Supplied passage:
....................

For most of 2026, XRP has had one great catalyst hanging over it, a single piece of legislation that holders have treated as the event capable of finally breaking the token out of its year-long range: the CLARITY Act, the crypto market-structure bill that would write XRP’s status as a digital commodity into federal law. For months the bill advanced, clearing the House, then a key Senate committee, and prediction markets priced its passage as increasingly likely, with odds climbing into the low seventies. That optimism has now reversed. As of late June, prediction-market data assigns roughly a 42% probability that the CLARITY Act becomes law in 2026, a sharp decline that reflects mounting trouble on several fronts at once.
A bill that looked, for a while, like it was on a glide path to the president’s desk now sits on a knife edge, and because XRP’s near-term thesis has been so tightly bound to it, the falling odds are a genuinely important development for anyone holding the token. The reason the odds matter so much is that the CLARITY Act is not just another crypto bill for XRP; it is the specific catalyst the market has been waiting on, the one event that could turn today’s favorable but fragile regulatory interpretation into durable statutory certainty. Spot XRP exchange-traded funds have launched and gathered over $1 billion, the token won legal clarity when its long battle with the securities regulator ended, and a later joint classification treated it as a digital commodity, but all of that rests on interpretive ground that a future administration could in principle reverse. The CLARITY Act would put XRP’s commodity status into actual law, removing the last layer of uncertainty that keeps large institutions on the sidelines, and analysts have projected that passage could unlock several billion dollars in additional ETF inflows.
This piece explains why the odds have fallen, the specific obstacles now in the bill’s path, the closing legislative window, and, most importantly, what each outcome, passage or failure, would actually mean for XRP’s price and prospects. The aim is to give holders a clear, grounded read on a catalyst that has become harder to handicap.
Why the odds fell
The decline from the low seventies to the low forties did not come from a single event but from a convergence of problems that have collectively made passage look less certain. The most striking new obstacle is a backlash centered on a specific provision of the bill. According to a letter obtained by a Washington publication, the Alliance to End Human Trafficking, a Catholic-backed anti-trafficking organization, urged Senate leaders to revisit a decentralized-finance provision in the CLARITY Act, warning that it could weaken safeguards against illicit finance. The concern centers on Section 604 of the bill, which would codify the Blockchain Regulatory Certainty Act.

....................

Position identification records:
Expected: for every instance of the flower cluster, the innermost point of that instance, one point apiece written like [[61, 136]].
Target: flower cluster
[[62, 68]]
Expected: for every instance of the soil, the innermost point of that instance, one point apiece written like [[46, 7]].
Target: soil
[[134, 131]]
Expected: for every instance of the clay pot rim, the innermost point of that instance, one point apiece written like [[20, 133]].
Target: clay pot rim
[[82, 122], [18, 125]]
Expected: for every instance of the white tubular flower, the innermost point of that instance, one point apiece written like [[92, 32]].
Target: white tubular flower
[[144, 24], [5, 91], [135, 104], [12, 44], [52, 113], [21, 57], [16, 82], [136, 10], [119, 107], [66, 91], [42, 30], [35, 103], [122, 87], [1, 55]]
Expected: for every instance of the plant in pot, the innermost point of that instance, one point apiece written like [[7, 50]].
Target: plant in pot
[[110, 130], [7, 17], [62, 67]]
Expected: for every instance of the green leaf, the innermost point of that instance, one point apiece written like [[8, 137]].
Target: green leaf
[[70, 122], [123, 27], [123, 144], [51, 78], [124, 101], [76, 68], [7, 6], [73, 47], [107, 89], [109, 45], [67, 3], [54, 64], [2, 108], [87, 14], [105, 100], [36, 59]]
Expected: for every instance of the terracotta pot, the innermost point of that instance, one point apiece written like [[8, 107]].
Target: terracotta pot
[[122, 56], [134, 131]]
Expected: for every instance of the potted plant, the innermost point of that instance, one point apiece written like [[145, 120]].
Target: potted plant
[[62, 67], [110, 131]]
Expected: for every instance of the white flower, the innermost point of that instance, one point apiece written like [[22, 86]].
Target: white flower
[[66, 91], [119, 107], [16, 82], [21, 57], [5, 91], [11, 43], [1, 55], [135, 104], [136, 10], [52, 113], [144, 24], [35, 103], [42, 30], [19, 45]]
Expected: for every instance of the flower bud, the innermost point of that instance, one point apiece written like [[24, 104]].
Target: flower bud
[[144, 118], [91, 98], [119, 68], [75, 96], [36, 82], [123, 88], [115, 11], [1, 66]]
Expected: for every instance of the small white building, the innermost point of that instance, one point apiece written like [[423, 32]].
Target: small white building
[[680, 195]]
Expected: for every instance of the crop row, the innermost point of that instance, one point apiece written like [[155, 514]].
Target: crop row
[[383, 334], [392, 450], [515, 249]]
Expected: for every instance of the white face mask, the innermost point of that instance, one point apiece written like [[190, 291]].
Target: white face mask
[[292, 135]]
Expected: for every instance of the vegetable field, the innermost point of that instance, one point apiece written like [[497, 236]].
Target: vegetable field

....................

Your goal:
Answer these questions using the passage on the CLARITY Act above:
1. As of late June, what probability does prediction-market data give to the CLARITY Act becoming law in 2026?
2. How much money have spot XRP exchange-traded funds gathered?
3. Which section of the bill is at the center of the anti-trafficking organization's concern?

Response:
1. Roughly 42%.
2. Over $1 billion.
3. Section 604, which would codify the Blockchain Regulatory Certainty Act.